Source data
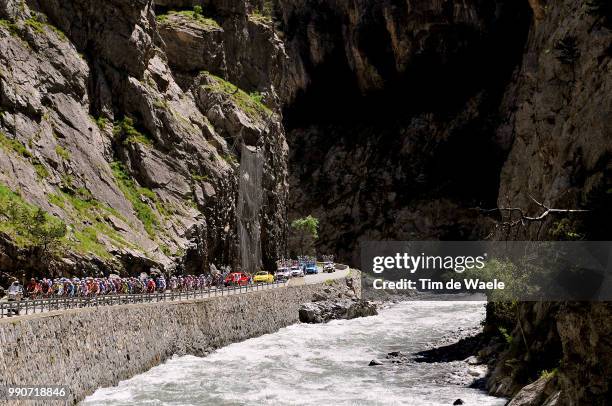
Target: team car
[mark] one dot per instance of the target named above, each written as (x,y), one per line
(296,271)
(283,273)
(311,268)
(236,279)
(263,277)
(328,267)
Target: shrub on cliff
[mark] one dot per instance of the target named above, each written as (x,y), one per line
(29,226)
(304,233)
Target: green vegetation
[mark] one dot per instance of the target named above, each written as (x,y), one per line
(137,196)
(62,152)
(16,147)
(259,17)
(249,103)
(547,374)
(230,159)
(10,26)
(504,333)
(89,217)
(567,50)
(101,122)
(600,9)
(125,131)
(199,178)
(27,225)
(566,230)
(36,23)
(304,233)
(196,15)
(41,170)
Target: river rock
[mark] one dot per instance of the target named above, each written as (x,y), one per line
(323,311)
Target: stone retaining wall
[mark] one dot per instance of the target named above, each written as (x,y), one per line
(89,348)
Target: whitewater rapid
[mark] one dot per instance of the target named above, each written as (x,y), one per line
(324,364)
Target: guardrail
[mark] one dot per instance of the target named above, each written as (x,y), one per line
(33,306)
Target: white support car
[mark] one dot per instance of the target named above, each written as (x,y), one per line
(296,271)
(283,273)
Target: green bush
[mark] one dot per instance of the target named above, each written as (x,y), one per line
(125,132)
(62,152)
(304,233)
(28,225)
(135,194)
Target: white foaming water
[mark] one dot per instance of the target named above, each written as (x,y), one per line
(323,364)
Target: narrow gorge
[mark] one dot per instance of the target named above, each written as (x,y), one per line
(122,124)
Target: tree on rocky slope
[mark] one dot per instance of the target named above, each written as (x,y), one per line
(304,233)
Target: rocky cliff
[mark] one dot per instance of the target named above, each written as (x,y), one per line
(126,125)
(122,121)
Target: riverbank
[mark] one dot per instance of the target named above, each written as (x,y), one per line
(84,349)
(319,364)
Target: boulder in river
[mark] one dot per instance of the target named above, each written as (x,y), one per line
(325,310)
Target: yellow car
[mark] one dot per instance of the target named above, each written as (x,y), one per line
(263,277)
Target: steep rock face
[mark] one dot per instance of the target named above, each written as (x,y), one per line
(394,153)
(99,133)
(557,114)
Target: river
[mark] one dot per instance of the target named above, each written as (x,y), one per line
(318,365)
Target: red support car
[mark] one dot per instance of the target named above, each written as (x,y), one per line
(237,279)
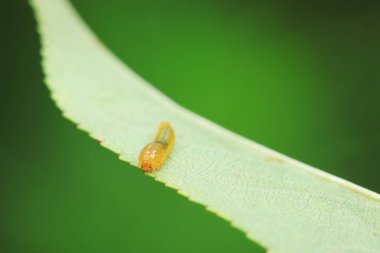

=== SHORT EXERCISE ===
Rewrite the lines above, substituting "escort vehicle" for each "support car" and changing nothing else. Leave the pictures out of your answer.

=== SOLUTION FOR THIS PROBLEM ===
Target: team car
[mark] one dot per instance of the target named above, each written as (x,y), one per line
(296,271)
(283,273)
(311,268)
(236,279)
(263,277)
(328,267)
Target: shrub on cliff
[mark] one dot per instance of the target named above, each written as (x,y), one per line
(29,226)
(304,233)
Target: green vegetation
[mark] one dot per instance of the target named above, each written as (x,y), one per line
(137,196)
(62,152)
(16,147)
(259,17)
(249,103)
(547,374)
(230,159)
(10,26)
(504,333)
(89,217)
(567,50)
(101,122)
(600,9)
(125,131)
(199,178)
(27,225)
(566,230)
(36,23)
(304,233)
(196,15)
(41,170)
Target: river rock
[mark] one dot per instance of the target named above, each written as (x,y), one per line
(323,311)
Target: stone retaining wall
[mark] one dot per instance of the target named above, each written as (x,y), one per line
(89,348)
Target: whitewater rapid
[mark] one dot per instance of the target named above, each written as (x,y), one per line
(324,364)
Target: guardrail
[mark] one dot per instance of the target named above, each written as (x,y), one per line
(33,306)
Target: white escort vehicle
[mark] one dot per instance of the target named above, each written as (x,y), one per line
(296,271)
(283,273)
Target: green bush
[mark] one dot per instance of the target named above, each written as (x,y), one per line
(125,132)
(62,152)
(304,233)
(28,225)
(135,194)
Target: white foaming water
[mark] one dot per instance of the target named above, each written as (x,y), one per line
(323,364)
Target: narrow gorge
[mark] one dot per instance of the target named above, each written as (x,y), one per line
(122,124)
Target: tree on rocky slope
[mark] one dot per instance of the target named above, each written as (x,y), one per line
(304,233)
Target: rocky cliff
[mark] one dot per instance of the target named above, each written as (x,y), one per line
(126,125)
(122,121)
Target: riverbank
[mark] one dot per instance of the target named above, each written as (x,y), one per line
(84,349)
(319,364)
Target: boulder in river
[mark] one dot per instance of the target named above, each written as (x,y), one per line
(325,310)
Target: yellow car
[mark] one dot per instance of the target named above, each written as (x,y), one per line
(263,277)
Target: steep rock face
[mark] one dot per instance of the target named above, each written as (x,y), one per line
(394,153)
(99,133)
(557,114)
Target: river
[mark] one dot per instance of the target named above, each written as (x,y), one per line
(318,365)
Target: red escort vehicle
[mark] one dot per instance of the target named above, each written as (x,y), one per line
(237,279)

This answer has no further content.